Daftar tugas:
1. Salin lagi teks pilihan dari "Oh, pikir saya, kondisinya" sampai "the permission when..", tetapi ganti "suaminya" dengan "adiknya".
2. Menurut teks pilihan, siapa yang diminta si ibu untuk menjaga toko selama ia pergi berobat?

Teks pilihan:
Oh, pikir saya, kondisinya mungkin sedang tidak fit banget
sampai dia harus ditemani suaminya. Saya sudah hampir memberikan ijin ketika..
Oh,
I thought, she was probably very unwell that she needed her husband to go with
her to the doctor. I was ready to give the permission when..
“Ibu mau minta supaya si bapak jaga toko. Ibu harus pergi
berobat, toko ga bisa ditutup. Ada banyak orang, ada … yang mau ketemu anak
ibu..”
“I
need my husband to look after the shop. I have an appointment with my doctor,
the shop shouldn’t be closed. There are many people, … wants to meet my son..”
Kagak salah tuh, coy,
ente minta ane ngijinin laki ente ninggalin kantor supaya dia bisa jagain toko
selama ente pergi berobat? Ha?! Lah, tutup aja tu toko. Kan sudah tahu kalau
hari ini harus pergi berobat, ya, toko jangan dibuka dong. Nanti aja bukanya
kalau sudah balik dari dokter.
Do
I hear it well, you ask me to allow your husband to leave the office so he
could incharge in your shop while you go to the doctor? Huh?! Just close that
shop. You already knew you have appointment with your doctor so don’t open that
shop. You can open it after you get back from the doctor.

Data pelabelan koordinat:
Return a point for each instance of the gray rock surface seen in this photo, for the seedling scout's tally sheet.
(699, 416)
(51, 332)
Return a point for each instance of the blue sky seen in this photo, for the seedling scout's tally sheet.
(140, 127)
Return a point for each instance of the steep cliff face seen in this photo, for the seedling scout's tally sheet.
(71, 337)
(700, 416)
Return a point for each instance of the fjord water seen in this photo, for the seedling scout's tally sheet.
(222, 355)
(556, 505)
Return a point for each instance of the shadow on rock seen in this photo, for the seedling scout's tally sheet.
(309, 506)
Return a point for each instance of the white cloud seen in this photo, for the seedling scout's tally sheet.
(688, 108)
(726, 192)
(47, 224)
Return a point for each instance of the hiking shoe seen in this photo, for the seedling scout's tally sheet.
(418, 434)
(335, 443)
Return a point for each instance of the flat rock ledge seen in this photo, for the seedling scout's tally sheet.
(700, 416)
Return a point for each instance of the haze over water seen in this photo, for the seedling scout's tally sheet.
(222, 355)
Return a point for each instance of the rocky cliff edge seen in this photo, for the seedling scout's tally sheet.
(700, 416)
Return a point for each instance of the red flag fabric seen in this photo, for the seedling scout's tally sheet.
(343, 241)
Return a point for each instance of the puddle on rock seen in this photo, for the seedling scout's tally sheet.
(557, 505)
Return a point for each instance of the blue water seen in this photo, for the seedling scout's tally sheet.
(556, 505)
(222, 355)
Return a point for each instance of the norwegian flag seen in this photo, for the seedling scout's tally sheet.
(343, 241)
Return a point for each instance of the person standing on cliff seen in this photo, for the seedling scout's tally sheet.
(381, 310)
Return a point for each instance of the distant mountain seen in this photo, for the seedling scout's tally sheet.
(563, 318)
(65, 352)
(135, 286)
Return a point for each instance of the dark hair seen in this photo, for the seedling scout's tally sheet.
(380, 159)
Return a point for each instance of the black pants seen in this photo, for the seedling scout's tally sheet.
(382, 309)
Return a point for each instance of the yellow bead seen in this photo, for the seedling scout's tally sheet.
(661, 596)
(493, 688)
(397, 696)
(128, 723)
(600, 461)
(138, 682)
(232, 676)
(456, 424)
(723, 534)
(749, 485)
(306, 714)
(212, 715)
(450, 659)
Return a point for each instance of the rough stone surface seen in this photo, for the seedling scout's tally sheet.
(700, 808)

* * *

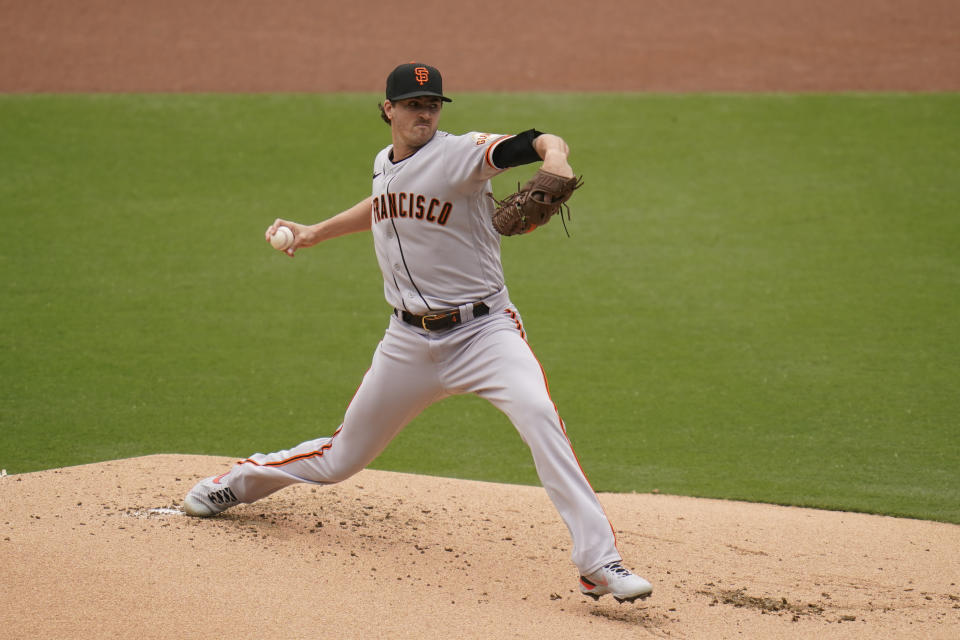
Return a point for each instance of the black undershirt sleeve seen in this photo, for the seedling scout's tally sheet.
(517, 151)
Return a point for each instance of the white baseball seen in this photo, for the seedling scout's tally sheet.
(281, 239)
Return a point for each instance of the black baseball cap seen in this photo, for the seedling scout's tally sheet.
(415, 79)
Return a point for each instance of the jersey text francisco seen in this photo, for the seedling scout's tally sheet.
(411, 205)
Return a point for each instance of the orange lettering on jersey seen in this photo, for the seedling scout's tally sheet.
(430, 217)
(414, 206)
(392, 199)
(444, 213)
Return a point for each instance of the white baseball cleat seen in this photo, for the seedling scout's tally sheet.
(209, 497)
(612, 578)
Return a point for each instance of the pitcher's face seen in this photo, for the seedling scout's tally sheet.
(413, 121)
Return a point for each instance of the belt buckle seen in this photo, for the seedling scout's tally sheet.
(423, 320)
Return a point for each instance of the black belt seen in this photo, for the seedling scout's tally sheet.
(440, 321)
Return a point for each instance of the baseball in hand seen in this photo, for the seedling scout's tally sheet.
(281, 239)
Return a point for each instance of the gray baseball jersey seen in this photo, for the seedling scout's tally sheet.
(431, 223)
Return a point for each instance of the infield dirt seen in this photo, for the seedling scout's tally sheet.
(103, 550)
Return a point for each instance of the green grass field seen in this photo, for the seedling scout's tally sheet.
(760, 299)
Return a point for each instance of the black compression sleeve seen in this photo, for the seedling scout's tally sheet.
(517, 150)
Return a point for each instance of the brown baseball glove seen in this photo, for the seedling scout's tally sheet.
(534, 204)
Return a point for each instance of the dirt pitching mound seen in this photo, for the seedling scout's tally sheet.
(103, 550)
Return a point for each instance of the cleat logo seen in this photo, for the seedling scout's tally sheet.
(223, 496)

Jawaban:
1.
Oh, pikir saya, kondisinya mungkin sedang tidak fit banget
sampai dia harus ditemani adiknya. Saya sudah hampir memberikan ijin ketika..
Oh,
I thought, she was probably very unwell that she needed her husband to go with
her to the doctor. I was ready to give the permission when..

2. Si bapak, suaminya.